→ **Vorliegender Text**:
Erinnerst du dich an den Beginn deiner allerersten Freundschaft – vielleicht schon im Kindergarten? War das nicht ein Augenblick überwältigten Staunens: Wie kann ein andres Kind so völlig anders sein und gleichzeitig so ich? Nicht wie ich – die große Verschiedenheit zwischen uns macht das Ganze erst so spannend – und doch im wahrsten Sinn des Wortes ich! Der griechische Philosoph Aristoteles (385-332 v. Chr.) verstand Freundschaft als „eine einzige Seele*, die in zwei Körpern wohnt“ – ein einziges Selbst in unsrer Terminologie. Natürlich wohnt in allen Körpern „ein einziges Selbst“, wenn wir es so ausdrücken wollen. Aber die Augen von Freunden sind offen für diese ausschlaggebende Tatsache und sie sind sich ihrer Bedeutung füreinander bewusst. Wenn wir uns dessen in Bezug auf alle andren wenigstens manchmal bewusst sein könnten, dann wäre unsere Welt ein freundlicherer Ort.

→ **Arbeitsauftrag**: Entnimm dem Text über Freundschaft wörtlich die Stelle, die mit „Erinnerst du dich“ beginnt und bis einschließlich „ein freundlicherer Ort.“ reicht.

→ **Gegebene Angaben**:
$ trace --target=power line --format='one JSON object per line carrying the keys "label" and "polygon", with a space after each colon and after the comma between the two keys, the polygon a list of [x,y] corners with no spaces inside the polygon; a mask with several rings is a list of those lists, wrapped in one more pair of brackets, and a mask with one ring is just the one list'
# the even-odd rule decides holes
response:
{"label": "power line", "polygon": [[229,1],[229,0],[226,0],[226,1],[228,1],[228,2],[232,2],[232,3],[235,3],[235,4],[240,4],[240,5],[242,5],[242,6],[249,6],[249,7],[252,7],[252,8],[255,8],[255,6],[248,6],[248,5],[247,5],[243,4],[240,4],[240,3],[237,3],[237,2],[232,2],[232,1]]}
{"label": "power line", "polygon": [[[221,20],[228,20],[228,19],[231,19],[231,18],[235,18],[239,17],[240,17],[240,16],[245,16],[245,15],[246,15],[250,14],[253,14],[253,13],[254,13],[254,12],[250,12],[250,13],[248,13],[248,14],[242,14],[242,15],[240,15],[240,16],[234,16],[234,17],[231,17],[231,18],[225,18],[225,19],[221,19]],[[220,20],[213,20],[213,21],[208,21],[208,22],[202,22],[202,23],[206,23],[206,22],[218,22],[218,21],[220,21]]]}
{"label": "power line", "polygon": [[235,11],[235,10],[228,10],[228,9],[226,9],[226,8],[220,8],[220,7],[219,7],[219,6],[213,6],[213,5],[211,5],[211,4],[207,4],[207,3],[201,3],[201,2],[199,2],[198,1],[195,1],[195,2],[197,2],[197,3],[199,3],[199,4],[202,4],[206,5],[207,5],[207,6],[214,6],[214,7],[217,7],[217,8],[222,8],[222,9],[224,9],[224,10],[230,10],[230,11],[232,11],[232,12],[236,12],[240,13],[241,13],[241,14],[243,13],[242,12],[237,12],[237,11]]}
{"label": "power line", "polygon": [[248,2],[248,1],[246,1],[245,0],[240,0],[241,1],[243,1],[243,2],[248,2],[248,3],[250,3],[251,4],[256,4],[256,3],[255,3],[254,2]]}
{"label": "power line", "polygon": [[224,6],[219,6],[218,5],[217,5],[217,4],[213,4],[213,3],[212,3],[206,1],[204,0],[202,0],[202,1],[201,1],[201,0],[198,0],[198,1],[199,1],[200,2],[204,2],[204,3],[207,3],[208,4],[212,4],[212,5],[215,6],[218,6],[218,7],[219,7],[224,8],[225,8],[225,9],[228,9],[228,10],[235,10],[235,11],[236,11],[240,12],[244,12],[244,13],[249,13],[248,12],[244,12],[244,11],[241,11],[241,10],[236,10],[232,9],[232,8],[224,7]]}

→ **Ergebnis**:
Erinnerst du dich an den Beginn deiner allerersten Freundschaft – vielleicht schon im Kindergarten? War das nicht ein Augenblick überwältigten Staunens: Wie kann ein andres Kind so völlig anders sein und gleichzeitig so ich? Nicht wie ich – die große Verschiedenheit zwischen uns macht das Ganze erst so spannend – und doch im wahrsten Sinn des Wortes ich! Der griechische Philosoph Aristoteles (385-332 v. Chr.) verstand Freundschaft als „eine einzige Seele*, die in zwei Körpern wohnt“ – ein einziges Selbst in unsrer Terminologie. Natürlich wohnt in allen Körpern „ein einziges Selbst“, wenn wir es so ausdrücken wollen. Aber die Augen von Freunden sind offen für diese ausschlaggebende Tatsache und sie sind sich ihrer Bedeutung füreinander bewusst. Wenn wir uns dessen in Bezug auf alle andren wenigstens manchmal bewusst sein könnten, dann wäre unsere Welt ein freundlicherer Ort.